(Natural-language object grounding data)

============================================================

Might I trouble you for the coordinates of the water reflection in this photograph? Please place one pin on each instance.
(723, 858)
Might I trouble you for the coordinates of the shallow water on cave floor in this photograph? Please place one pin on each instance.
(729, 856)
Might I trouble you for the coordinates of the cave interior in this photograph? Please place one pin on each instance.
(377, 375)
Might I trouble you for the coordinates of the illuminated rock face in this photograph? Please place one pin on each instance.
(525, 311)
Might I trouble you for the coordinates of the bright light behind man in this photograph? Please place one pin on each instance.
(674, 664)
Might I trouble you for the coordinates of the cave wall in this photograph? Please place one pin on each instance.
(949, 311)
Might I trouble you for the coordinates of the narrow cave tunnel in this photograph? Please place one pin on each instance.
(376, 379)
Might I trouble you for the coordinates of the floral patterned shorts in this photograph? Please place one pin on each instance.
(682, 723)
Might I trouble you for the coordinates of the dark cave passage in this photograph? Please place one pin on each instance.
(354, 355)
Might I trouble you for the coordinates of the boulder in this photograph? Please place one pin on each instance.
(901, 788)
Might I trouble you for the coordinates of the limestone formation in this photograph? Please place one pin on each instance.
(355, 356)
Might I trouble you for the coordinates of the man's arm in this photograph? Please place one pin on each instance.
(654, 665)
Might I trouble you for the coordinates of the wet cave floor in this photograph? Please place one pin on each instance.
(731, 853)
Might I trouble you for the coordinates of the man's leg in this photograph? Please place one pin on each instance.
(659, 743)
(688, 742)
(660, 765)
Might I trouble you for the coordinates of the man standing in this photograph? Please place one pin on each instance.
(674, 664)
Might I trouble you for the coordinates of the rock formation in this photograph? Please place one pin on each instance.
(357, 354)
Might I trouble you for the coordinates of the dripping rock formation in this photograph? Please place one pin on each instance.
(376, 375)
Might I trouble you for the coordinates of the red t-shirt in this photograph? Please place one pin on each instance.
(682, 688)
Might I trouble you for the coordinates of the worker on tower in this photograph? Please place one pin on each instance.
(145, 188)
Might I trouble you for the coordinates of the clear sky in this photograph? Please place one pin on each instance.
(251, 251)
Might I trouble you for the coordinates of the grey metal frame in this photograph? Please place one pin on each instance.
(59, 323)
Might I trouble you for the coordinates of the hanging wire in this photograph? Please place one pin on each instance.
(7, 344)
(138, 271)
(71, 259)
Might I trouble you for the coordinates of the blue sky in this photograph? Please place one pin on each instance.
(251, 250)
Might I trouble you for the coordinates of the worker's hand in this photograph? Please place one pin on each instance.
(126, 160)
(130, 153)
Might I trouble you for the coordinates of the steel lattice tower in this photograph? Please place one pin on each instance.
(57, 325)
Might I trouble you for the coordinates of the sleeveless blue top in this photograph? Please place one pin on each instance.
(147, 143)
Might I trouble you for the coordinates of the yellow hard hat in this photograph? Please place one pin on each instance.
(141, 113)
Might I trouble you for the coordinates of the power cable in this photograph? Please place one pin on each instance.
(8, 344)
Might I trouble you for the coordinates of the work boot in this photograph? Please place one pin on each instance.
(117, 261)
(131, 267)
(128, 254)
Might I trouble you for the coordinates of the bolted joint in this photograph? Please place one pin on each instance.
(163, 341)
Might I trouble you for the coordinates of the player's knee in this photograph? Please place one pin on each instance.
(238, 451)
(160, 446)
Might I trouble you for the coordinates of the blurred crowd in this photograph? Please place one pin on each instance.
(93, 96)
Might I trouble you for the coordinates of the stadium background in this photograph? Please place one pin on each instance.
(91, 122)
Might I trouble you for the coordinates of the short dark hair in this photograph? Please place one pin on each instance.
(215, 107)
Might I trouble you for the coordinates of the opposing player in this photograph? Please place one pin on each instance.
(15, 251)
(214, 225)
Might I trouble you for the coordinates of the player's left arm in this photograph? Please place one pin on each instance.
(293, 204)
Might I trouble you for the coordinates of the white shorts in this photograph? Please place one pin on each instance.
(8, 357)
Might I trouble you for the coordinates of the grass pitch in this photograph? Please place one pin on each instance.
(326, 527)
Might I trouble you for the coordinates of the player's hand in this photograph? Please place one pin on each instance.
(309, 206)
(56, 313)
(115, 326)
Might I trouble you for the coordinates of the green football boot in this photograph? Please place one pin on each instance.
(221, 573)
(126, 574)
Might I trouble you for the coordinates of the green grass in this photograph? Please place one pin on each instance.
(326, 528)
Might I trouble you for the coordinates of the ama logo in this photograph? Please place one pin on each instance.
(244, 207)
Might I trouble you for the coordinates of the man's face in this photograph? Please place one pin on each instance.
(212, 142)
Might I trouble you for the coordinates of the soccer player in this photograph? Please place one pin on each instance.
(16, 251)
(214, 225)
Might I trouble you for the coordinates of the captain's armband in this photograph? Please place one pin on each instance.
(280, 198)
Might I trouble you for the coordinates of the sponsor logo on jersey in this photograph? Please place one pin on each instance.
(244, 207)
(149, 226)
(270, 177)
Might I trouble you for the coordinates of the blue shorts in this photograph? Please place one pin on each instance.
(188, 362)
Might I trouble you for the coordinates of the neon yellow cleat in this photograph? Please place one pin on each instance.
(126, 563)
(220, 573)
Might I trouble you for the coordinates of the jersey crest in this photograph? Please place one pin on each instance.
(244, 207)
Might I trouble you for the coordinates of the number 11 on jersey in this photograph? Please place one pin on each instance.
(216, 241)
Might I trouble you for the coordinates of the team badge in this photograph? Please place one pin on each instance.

============================================================

**Required work:** Set every line of the data down again, word for word.

**Reply:**
Might I trouble you for the coordinates of the water reflection in this photograph? Please place one pin on each instance.
(723, 858)
Might I trouble you for the coordinates of the shallow water on cave floor in this photograph? Please place one pin on each instance.
(729, 856)
Might I trouble you for the coordinates of the cave interior in this photograph? Please place one pin on each instance.
(377, 375)
Might I trouble you for the coordinates of the illuminated rock face in this photograph? Please place one pin on each instance.
(525, 311)
Might I trouble you for the coordinates of the bright light behind man in this photograph? Please place one pin on each instance.
(674, 664)
Might I trouble you for the coordinates of the cave wall in this photograph? Please place one pin on each instance.
(949, 311)
Might I trouble you for the coordinates of the narrow cave tunnel in this photograph? Please place one pin on each instance.
(376, 379)
Might I trouble you for the coordinates of the floral patterned shorts in this photograph? Please place one pin on each instance.
(682, 723)
Might I trouble you for the coordinates of the dark cave passage in this photograph? Please place one pin on each instance.
(354, 355)
Might I trouble you for the coordinates of the boulder in this photograph? Please place one pin on each instance.
(901, 788)
Might I trouble you for the coordinates of the limestone formation in this photograph? Please place one pin on each instance.
(355, 356)
Might I trouble you for the coordinates of the man's arm in this photograph? Please place one pin on each instance.
(654, 665)
Might I trouble you for the coordinates of the wet cave floor in this photograph? Please place one pin on each instance.
(731, 853)
Might I trouble you for the coordinates of the man's leg in this photograph? Please place one pin on each instance.
(659, 743)
(688, 742)
(660, 765)
Might I trouble you for the coordinates of the man standing in this photograph? Please place one pin on each instance.
(674, 664)
Might I trouble you for the coordinates of the rock formation in this photograph? Please place one pin on each instance.
(357, 354)
Might I trouble you for the coordinates of the dripping rock formation in this photograph? Please place one pin on each instance.
(376, 375)
Might I trouble you for the coordinates of the red t-shirt in this photograph? Please place one pin on each instance.
(682, 688)
Might I trouble you for the coordinates of the worker on tower in this photograph? Please place one pin on each instance.
(145, 188)
Might I trouble you for the coordinates of the clear sky in this photograph? Please place one pin on each instance.
(251, 251)
Might I trouble you for the coordinates of the grey metal frame in this photograph? Please place one pin on each instance.
(59, 323)
Might I trouble you for the coordinates of the hanging wire in this photograph? Please place one pin on each instance.
(7, 344)
(138, 271)
(71, 259)
Might I trouble you for the coordinates of the blue sky in this photograph? Please place one pin on each instance.
(251, 250)
Might I trouble you for the coordinates of the worker's hand in this photograph? Please place one pin on each instance.
(126, 160)
(130, 153)
Might I trouble you for the coordinates of the steel lattice tower in this photograph? Please place one pin on each instance.
(57, 325)
Might I trouble you for the coordinates of the sleeveless blue top in this photograph? Please place one pin on each instance.
(147, 143)
Might I trouble you for the coordinates of the yellow hard hat in this photograph? Please place one pin on each instance.
(141, 113)
Might I trouble you for the coordinates of the power cable in this photograph? Please place one pin on each instance.
(8, 344)
Might I trouble you for the coordinates of the work boot in this photograph? Please place one pin on each instance.
(117, 261)
(131, 267)
(128, 254)
Might I trouble you for the coordinates of the bolted joint in this photograph? Please place one pin on each instance.
(163, 341)
Might I trouble you for the coordinates of the player's knee in this photograph? Please place one pin on each instance.
(238, 451)
(160, 446)
Might I trouble you for the coordinates of the blurred crowd in this photograph? Please place one pin on each instance.
(93, 96)
Might I trouble you for the coordinates of the stadium background in this photograph? Please place one pin on each instance.
(91, 122)
Might I trouble you for the coordinates of the short dark hair in this photograph? Please place one pin on each instance.
(215, 107)
Might I trouble you for the coordinates of the opposing player in this photograph? Please place one pin on each instance.
(15, 251)
(214, 225)
Might I trouble you for the coordinates of the player's left arm in this photograph? Please place one pin on each instance.
(293, 204)
Might I trouble you for the coordinates of the white shorts in this photograph? Please place one pin on each instance.
(8, 357)
Might I trouble you for the coordinates of the grass pitch in this photograph? Please place one pin on each instance.
(326, 527)
Might I trouble you for the coordinates of the player's hand in this photograph? Please place one pin on each instance.
(309, 206)
(56, 313)
(115, 326)
Might I trouble you for the coordinates of the green football boot in this photograph? Please place one pin on each instance.
(221, 573)
(126, 574)
Might I trouble you for the coordinates of the green grass in this photograph? Please place one pin on each instance.
(326, 528)
Might I trouble you for the coordinates of the ama logo in this photograph? Please place one pin on each instance.
(244, 207)
Might I trouble you for the coordinates of the man's face in this photograph? Please place one pin on each instance.
(212, 142)
Might I trouble you for the coordinates of the soccer player in this photograph? Please place one pin on each instance.
(16, 251)
(214, 225)
Might I trouble you for the coordinates of the captain's armband in this photograph? Please place one pin on each instance.
(280, 198)
Might I trouble you for the coordinates of the sponsor logo on jersey in this photograph? Please place one pin on each instance.
(244, 207)
(149, 226)
(270, 177)
Might I trouble you for the coordinates of the blue shorts in this photograph? Please place one pin on each instance.
(188, 362)
Might I trouble you for the coordinates of the neon yellow cleat in this photograph? Please place one pin on each instance.
(126, 563)
(220, 573)
Might I trouble you for the coordinates of the jersey crest in this photograph? Please place one pin on each instance.
(244, 207)
Might I trouble you for the coordinates of the number 11 on jersey in this photograph? Please place one pin on each instance.
(216, 241)
Might I trouble you for the coordinates of the team badge in this photograph? Please place one pin on each instance.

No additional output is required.